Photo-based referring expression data
- - - - - - -

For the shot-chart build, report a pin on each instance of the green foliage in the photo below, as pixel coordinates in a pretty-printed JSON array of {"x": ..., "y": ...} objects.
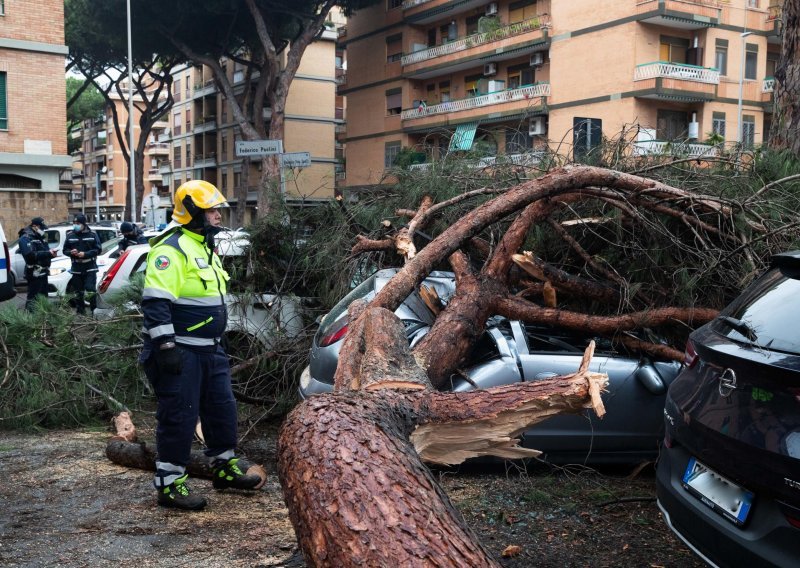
[{"x": 63, "y": 370}]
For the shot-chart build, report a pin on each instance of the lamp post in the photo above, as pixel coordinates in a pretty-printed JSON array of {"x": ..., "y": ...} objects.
[{"x": 739, "y": 130}]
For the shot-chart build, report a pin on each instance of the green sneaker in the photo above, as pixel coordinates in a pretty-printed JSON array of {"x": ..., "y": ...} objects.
[
  {"x": 177, "y": 495},
  {"x": 227, "y": 474}
]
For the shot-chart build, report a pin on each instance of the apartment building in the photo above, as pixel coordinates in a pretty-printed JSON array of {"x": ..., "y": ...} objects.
[
  {"x": 518, "y": 77},
  {"x": 100, "y": 182},
  {"x": 33, "y": 140},
  {"x": 203, "y": 132}
]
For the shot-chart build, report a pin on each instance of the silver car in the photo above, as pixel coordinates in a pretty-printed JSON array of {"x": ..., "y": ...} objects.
[{"x": 511, "y": 351}]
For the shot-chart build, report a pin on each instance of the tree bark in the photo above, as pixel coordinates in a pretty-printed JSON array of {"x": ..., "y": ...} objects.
[{"x": 785, "y": 132}]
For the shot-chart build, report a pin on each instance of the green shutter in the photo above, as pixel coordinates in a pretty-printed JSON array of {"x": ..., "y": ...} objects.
[{"x": 3, "y": 106}]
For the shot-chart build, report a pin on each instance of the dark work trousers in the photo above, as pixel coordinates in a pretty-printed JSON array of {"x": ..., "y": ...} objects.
[
  {"x": 83, "y": 283},
  {"x": 202, "y": 389},
  {"x": 36, "y": 287}
]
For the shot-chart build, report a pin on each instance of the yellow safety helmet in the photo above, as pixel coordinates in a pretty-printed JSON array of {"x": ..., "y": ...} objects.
[{"x": 194, "y": 196}]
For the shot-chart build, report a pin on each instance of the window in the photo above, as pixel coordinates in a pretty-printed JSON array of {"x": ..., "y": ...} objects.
[
  {"x": 721, "y": 56},
  {"x": 176, "y": 123},
  {"x": 748, "y": 131},
  {"x": 587, "y": 133},
  {"x": 718, "y": 124},
  {"x": 394, "y": 101},
  {"x": 3, "y": 99},
  {"x": 751, "y": 61},
  {"x": 471, "y": 88},
  {"x": 517, "y": 141},
  {"x": 673, "y": 49},
  {"x": 394, "y": 48},
  {"x": 390, "y": 153}
]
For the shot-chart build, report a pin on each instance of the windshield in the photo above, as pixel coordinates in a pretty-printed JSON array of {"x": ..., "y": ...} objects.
[{"x": 771, "y": 308}]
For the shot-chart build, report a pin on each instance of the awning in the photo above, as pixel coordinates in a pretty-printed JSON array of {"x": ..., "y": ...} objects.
[{"x": 463, "y": 136}]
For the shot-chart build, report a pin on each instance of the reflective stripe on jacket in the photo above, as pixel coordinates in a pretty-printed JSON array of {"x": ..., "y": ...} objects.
[{"x": 184, "y": 291}]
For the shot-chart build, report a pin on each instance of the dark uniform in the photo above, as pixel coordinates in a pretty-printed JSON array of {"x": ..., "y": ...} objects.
[
  {"x": 183, "y": 302},
  {"x": 84, "y": 266},
  {"x": 33, "y": 248}
]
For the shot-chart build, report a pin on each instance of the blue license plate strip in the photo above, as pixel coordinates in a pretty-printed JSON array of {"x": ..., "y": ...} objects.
[{"x": 725, "y": 497}]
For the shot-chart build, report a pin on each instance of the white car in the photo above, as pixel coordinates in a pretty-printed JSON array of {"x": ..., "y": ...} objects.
[
  {"x": 60, "y": 274},
  {"x": 55, "y": 235}
]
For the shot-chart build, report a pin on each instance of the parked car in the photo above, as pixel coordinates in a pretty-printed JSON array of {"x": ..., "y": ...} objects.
[
  {"x": 60, "y": 266},
  {"x": 56, "y": 235},
  {"x": 728, "y": 480},
  {"x": 6, "y": 278},
  {"x": 510, "y": 352}
]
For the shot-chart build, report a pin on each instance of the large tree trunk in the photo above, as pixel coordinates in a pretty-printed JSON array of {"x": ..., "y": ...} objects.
[
  {"x": 351, "y": 463},
  {"x": 785, "y": 132}
]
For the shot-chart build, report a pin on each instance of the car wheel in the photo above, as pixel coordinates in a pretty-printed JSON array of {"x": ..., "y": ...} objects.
[{"x": 252, "y": 374}]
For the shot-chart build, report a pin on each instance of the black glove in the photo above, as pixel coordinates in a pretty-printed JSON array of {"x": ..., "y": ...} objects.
[{"x": 169, "y": 360}]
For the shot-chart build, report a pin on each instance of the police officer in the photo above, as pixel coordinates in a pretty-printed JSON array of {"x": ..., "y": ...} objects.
[
  {"x": 82, "y": 246},
  {"x": 33, "y": 248},
  {"x": 131, "y": 235},
  {"x": 184, "y": 318}
]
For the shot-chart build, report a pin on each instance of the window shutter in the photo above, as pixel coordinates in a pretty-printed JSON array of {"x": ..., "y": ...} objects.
[{"x": 3, "y": 105}]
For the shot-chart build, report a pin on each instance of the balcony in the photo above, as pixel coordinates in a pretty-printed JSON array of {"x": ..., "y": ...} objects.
[
  {"x": 158, "y": 149},
  {"x": 205, "y": 89},
  {"x": 526, "y": 94},
  {"x": 423, "y": 12},
  {"x": 665, "y": 148},
  {"x": 680, "y": 14},
  {"x": 473, "y": 45},
  {"x": 675, "y": 82}
]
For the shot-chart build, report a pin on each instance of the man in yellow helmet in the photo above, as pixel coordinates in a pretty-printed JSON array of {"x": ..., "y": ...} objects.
[{"x": 184, "y": 318}]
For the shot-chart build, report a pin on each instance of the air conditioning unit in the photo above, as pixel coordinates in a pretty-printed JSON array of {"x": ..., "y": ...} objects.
[
  {"x": 537, "y": 126},
  {"x": 537, "y": 59}
]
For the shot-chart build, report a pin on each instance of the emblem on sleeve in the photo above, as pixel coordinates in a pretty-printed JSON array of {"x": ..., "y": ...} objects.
[{"x": 162, "y": 262}]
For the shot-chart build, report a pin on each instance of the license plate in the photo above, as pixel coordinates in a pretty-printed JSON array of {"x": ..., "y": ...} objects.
[{"x": 724, "y": 496}]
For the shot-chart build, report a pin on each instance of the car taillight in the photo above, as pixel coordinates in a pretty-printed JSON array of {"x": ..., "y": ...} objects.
[
  {"x": 334, "y": 333},
  {"x": 690, "y": 355},
  {"x": 112, "y": 271}
]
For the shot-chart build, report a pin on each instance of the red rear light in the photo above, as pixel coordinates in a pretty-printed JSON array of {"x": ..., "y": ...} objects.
[
  {"x": 335, "y": 333},
  {"x": 111, "y": 272},
  {"x": 690, "y": 355}
]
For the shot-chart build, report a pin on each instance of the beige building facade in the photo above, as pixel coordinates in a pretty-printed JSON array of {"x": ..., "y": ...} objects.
[
  {"x": 517, "y": 78},
  {"x": 203, "y": 132},
  {"x": 33, "y": 140}
]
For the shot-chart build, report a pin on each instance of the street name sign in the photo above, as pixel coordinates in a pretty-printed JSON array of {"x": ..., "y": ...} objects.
[
  {"x": 296, "y": 159},
  {"x": 258, "y": 147}
]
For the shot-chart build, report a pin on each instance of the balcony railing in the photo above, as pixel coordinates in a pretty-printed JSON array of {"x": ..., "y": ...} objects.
[
  {"x": 477, "y": 39},
  {"x": 676, "y": 71},
  {"x": 411, "y": 3},
  {"x": 665, "y": 148},
  {"x": 498, "y": 97}
]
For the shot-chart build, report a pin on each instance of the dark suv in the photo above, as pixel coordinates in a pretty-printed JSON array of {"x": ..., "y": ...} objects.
[{"x": 729, "y": 475}]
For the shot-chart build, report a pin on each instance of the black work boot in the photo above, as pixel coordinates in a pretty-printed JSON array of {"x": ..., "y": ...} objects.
[
  {"x": 227, "y": 474},
  {"x": 177, "y": 495}
]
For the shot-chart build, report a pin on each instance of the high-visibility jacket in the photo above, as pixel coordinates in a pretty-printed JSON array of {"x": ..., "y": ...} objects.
[{"x": 184, "y": 291}]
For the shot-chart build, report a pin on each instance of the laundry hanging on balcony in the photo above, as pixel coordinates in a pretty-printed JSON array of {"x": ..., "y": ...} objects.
[{"x": 463, "y": 136}]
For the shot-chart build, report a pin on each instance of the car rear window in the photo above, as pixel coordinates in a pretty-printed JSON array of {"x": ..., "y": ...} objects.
[{"x": 771, "y": 308}]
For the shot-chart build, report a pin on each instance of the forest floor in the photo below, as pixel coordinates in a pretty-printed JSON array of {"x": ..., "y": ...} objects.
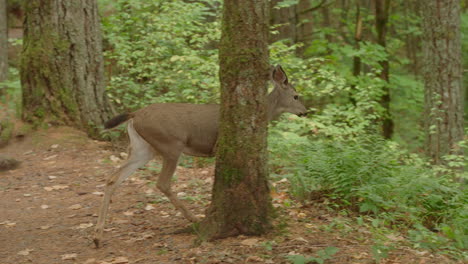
[{"x": 49, "y": 208}]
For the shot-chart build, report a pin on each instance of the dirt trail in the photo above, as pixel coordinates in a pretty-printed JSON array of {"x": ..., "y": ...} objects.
[{"x": 48, "y": 210}]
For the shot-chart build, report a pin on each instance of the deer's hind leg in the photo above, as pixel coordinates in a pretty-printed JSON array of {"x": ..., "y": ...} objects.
[{"x": 140, "y": 153}]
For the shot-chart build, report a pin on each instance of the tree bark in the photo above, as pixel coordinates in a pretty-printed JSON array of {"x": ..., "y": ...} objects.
[
  {"x": 442, "y": 70},
  {"x": 62, "y": 64},
  {"x": 3, "y": 42},
  {"x": 240, "y": 202},
  {"x": 382, "y": 8}
]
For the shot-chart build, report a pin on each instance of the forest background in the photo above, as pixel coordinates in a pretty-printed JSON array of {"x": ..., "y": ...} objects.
[{"x": 364, "y": 147}]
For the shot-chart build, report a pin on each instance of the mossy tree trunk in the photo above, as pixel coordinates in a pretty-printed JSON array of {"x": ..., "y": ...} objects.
[
  {"x": 62, "y": 64},
  {"x": 442, "y": 72},
  {"x": 241, "y": 202}
]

- - - - - - -

__Work to be completed__
Omit the pictures, and please restate word for word the lines running from the line with "the car rear" to the end of the entries.

__Reply to the exercise__
For the shot-chart build, report a pin on each instance of the car rear window in the photo above, as pixel coordinates in a pretty-printed JSON array of {"x": ..., "y": ...} objects.
[{"x": 771, "y": 308}]
For the shot-chart build, report a pin on each instance of the forest floor in the photo below, as pixel coordinates in a pretty-printed JSON array of {"x": ..., "y": ...} objects.
[{"x": 49, "y": 208}]
For the shot-chart build, report a pin on each instance of the dirt trail in the photo above, as pixel coordinates in a pretty-printed JSON array of {"x": ..., "y": ...} objects.
[{"x": 48, "y": 210}]
For the shot-chart build, report a pin on each instance of the deer's hind leg in the photo above, as pixel coordinates in a pretty-printed JSON array of {"x": ..., "y": ...} objects.
[{"x": 140, "y": 153}]
For the shot-chart build, report a pin on each instance of the tree bark in the photo above, as pixel coordinates in a pretty-printed JSON array of {"x": ..., "y": ...} objects.
[
  {"x": 442, "y": 70},
  {"x": 62, "y": 64},
  {"x": 3, "y": 42},
  {"x": 240, "y": 202},
  {"x": 382, "y": 8}
]
For the shot-chart build, report a pin on each instance of the forest background in the photo above, as pixel coordinates in a pretty-printed JSON array of {"x": ..., "y": ...} objects.
[{"x": 364, "y": 147}]
For the shot-chart build, report a pin on each instance of the mossy tree trunk in the photo above, as pixel coordinates in a pretty-printed JSON array of {"x": ..., "y": ...} objects.
[
  {"x": 62, "y": 64},
  {"x": 442, "y": 72},
  {"x": 241, "y": 202}
]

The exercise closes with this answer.